■ **Source**
▼
As I mentioned earlier, Annensky's penname was
Nik. T-o (nikto is Russian for "nobody"). One of Annensky's
articles in Vtoraya kniga otrazheniy ("The Second Book of Reflections",
1909) is Geyne prikovannyi ("Bedridden Heine"*).
Heine, who spent the last twenty five years of
his life (the last eight of them the poet was bedridden) in
Paris, writes in his Memorien: "Hier in Frankreich ist mir gleich nach meiner Ankunft in Paris
mein Deutscher Name "Heinrich" in "Henry" uebersetzt worden, und ich musste mich
darin schicken und auch endlich hierzulande selbst so zu nennen, da das Wort
Heinrich dem franzoesischen Ohr nicht zusagte und ueberhaupt die Franzosen sich
alle Dinge in der Welt recht bequem machen. Auch den Namen "Henri Heine" haben
sie nie recht aussprechen koennen, und bei den meisten heisse ich Mr. Enri Enn;
von vielen wird dieses in Enrienne zusammengezogen, und einige nannten mich Mr.
Un rien.**"
▲
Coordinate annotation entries
▼
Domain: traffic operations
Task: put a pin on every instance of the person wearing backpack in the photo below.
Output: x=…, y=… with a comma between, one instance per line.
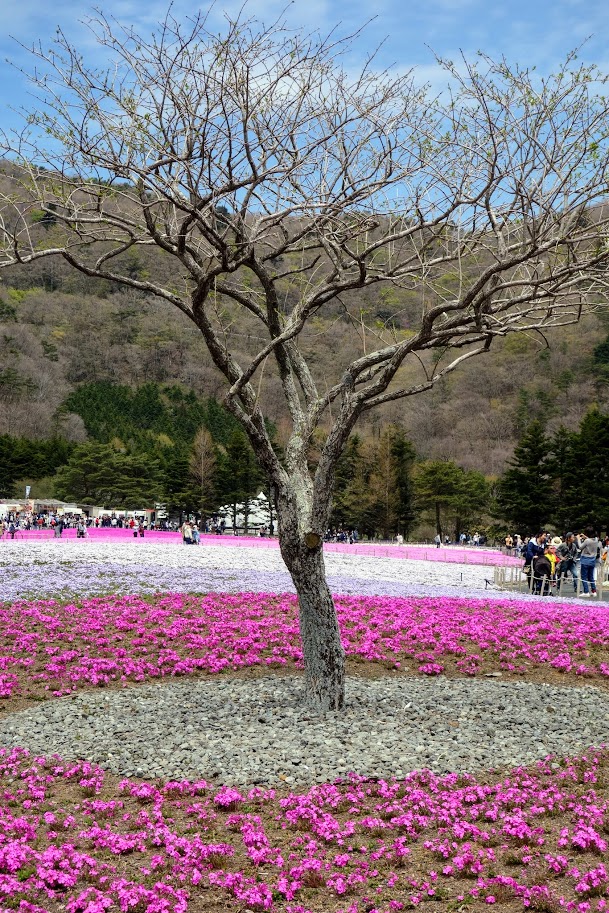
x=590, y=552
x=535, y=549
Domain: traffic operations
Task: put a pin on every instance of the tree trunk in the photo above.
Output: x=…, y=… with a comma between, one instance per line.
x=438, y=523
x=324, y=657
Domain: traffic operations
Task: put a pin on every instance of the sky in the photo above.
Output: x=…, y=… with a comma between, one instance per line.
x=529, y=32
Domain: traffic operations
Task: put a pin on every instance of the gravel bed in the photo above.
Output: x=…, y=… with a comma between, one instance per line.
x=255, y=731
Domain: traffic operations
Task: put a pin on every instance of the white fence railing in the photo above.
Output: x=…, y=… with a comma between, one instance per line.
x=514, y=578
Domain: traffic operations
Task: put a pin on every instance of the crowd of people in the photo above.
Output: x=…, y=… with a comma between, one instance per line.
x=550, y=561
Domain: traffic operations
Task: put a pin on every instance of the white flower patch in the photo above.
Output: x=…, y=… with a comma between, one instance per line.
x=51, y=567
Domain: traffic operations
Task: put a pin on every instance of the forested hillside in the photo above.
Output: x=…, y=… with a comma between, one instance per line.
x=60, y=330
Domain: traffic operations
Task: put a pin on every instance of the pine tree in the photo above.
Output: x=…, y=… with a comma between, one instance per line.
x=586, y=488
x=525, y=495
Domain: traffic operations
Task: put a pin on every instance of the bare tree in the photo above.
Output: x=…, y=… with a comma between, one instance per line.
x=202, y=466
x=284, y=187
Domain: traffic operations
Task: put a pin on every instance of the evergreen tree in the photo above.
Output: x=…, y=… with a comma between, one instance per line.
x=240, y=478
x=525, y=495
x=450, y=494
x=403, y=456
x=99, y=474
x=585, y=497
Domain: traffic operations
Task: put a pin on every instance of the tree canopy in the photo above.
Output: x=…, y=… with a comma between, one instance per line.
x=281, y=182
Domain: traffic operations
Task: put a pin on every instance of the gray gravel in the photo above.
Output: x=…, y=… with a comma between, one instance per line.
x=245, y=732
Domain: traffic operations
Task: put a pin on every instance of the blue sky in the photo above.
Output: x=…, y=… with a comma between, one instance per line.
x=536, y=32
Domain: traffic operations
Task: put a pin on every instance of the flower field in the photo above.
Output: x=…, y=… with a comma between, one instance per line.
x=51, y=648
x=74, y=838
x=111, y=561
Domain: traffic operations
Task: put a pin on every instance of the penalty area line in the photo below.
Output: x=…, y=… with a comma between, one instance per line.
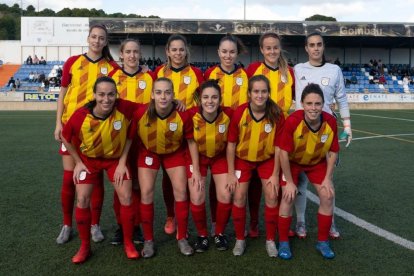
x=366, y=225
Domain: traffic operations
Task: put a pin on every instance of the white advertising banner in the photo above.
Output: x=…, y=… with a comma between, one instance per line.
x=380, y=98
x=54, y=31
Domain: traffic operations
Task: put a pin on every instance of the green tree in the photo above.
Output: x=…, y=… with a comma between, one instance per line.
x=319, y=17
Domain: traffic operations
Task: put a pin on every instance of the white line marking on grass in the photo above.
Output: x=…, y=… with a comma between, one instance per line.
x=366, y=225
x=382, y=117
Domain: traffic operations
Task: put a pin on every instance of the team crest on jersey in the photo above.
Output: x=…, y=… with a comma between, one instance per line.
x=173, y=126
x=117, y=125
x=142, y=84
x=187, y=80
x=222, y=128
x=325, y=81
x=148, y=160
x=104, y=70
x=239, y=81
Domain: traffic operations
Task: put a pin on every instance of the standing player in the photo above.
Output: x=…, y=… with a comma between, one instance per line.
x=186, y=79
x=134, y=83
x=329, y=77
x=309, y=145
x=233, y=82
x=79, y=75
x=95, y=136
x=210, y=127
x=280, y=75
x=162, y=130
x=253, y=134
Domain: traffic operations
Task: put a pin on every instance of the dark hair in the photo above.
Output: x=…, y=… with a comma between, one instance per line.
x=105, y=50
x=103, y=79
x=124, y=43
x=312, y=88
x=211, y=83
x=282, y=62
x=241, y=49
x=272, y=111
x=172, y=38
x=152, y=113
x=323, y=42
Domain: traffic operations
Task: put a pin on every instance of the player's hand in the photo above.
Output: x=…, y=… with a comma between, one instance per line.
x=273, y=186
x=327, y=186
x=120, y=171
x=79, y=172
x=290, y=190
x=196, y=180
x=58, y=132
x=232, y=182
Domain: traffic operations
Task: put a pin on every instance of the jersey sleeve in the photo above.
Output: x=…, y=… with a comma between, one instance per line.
▲
■ **Exercise requirements**
Copy out the entire passage on Annensky's pen name and Heine's name in France, word for word. The records are separate material and have nothing to do with the text.

■ **Answer to this problem**
As I mentioned earlier, Annensky's penname was
Nik. T-o (nikto is Russian for "nobody"). One of Annensky's
articles in Vtoraya kniga otrazheniy ("The Second Book of Reflections",
1909) is Geyne prikovannyi ("Bedridden Heine"*).
Heine, who spent the last twenty five years of
his life (the last eight of them the poet was bedridden) in
Paris, writes in his Memorien: "Hier in Frankreich ist mir gleich nach meiner Ankunft in Paris
mein Deutscher Name "Heinrich" in "Henry" uebersetzt worden, und ich musste mich
darin schicken und auch endlich hierzulande selbst so zu nennen, da das Wort
Heinrich dem franzoesischen Ohr nicht zusagte und ueberhaupt die Franzosen sich
alle Dinge in der Welt recht bequem machen. Auch den Namen "Henri Heine" haben
sie nie recht aussprechen koennen, und bei den meisten heisse ich Mr. Enri Enn;
von vielen wird dieses in Enrienne zusammengezogen, und einige nannten mich Mr.
Un rien.**"